▶ [Work required]: Each entry must appear in the answer exactly as it does here.

▶ [The input]:
--------------------

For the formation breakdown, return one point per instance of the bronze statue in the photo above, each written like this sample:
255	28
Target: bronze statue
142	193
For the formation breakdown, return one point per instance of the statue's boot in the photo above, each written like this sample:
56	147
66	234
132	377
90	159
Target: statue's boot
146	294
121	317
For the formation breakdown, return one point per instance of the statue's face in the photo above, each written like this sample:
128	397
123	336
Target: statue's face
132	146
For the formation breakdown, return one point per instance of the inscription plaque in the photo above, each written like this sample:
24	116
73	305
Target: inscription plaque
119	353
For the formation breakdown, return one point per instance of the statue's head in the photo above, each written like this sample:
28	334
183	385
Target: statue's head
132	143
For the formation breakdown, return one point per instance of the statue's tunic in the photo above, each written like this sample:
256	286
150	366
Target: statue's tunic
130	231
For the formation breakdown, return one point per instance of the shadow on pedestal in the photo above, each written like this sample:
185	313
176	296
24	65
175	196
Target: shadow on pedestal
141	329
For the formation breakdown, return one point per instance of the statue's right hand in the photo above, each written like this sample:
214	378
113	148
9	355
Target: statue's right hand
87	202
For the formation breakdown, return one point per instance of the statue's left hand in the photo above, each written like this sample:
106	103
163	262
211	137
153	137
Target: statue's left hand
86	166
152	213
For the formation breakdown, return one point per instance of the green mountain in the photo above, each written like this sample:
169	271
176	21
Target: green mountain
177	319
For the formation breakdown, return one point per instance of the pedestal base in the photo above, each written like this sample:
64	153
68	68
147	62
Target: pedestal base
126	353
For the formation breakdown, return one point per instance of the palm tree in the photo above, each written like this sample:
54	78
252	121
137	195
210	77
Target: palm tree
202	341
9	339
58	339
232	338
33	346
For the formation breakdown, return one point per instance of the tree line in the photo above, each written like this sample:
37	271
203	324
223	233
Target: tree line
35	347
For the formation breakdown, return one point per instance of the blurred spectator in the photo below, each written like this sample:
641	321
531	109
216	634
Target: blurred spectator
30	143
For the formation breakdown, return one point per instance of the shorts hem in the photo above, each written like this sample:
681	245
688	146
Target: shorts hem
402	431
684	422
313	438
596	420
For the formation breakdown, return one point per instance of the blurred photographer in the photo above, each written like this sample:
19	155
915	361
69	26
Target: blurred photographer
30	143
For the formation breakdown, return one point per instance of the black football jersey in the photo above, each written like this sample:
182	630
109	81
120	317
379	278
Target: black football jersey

--------------------

▶ [Answer space]:
For the formation breakdown, return one point per instance of the bronze statue in the photo above, each written like this sample:
255	28
Target: bronze statue
142	193
For the formation breakdown, return one point per instance of the statue's boot in the photo above, each written like this sample:
56	147
66	234
132	377
90	159
Target: statue's boot
146	294
121	317
For the formation breakdown, return one point per instance of the statue's face in the photo above, each written like this sample:
128	397
123	336
Target: statue's face
132	146
For the formation breakdown, return one point per instance of the inscription plaque in the photo above, each written like this sample:
24	116
73	305
Target: inscription plaque
119	353
For the formation breakdown, return one point per instance of the statue's head in the photo above, each written like this sample:
28	334
183	385
Target: statue's head
132	143
For the formation breakdown, return one point per instance of the statue's tunic in the photo above, each written like this sample:
256	286
150	366
Target: statue's tunic
130	231
For the formation breakdown, return one point per instance of the shadow on pedestal in the photo above, each written like this sample:
185	313
176	296
24	65
175	196
Target: shadow on pedestal
141	329
For the formation breakdown, return one point per instance of the statue's right hand in the photo above, each written like this sample:
214	378
113	148
9	355
Target: statue's right hand
87	202
For the formation breakdown, return one point per instance of the statue's left hand in the photo above, each written like this sample:
106	103
163	262
211	137
153	137
Target: statue's left hand
86	166
152	213
For the formation breakdown, return one point per instance of the green mountain in the photo above, each written like this sample:
169	271
176	21
Target: green mountain
177	319
For the formation breakdown, return one point per instance of the pedestal base in the photo above, each written like this sample:
64	153
68	68
147	62
Target: pedestal base
126	353
For the formation breakdown, return one point per instance of the palm tree in the photo above, each written like this sample:
54	78
252	121
137	195
210	77
Target: palm tree
202	341
9	339
58	339
232	338
33	346
For the formation breakdown, return one point per instance of the tree line in the photo above, each written like this sample:
37	271
203	324
223	233
Target: tree line
35	347
For the formation breakdown, return one point per instance of the blurred spectator in the photo below, each written like this sample:
641	321
531	109
216	634
Target: blurred spectator
30	143
For the formation breakdown, return one point per instance of the shorts hem in the photo above, each written like this sample:
681	245
688	146
Target: shorts hem
402	431
684	422
313	438
596	420
For the formation breakdown, return one point per instance of the blurred photographer in the photo above, each written like this sample:
19	155
915	361
69	26
Target: blurred photographer
30	143
For the formation breakdown, return one point per instance of the black football jersey in the photo above, each written like this sample:
182	630
109	81
120	317
379	278
Target: black football jersey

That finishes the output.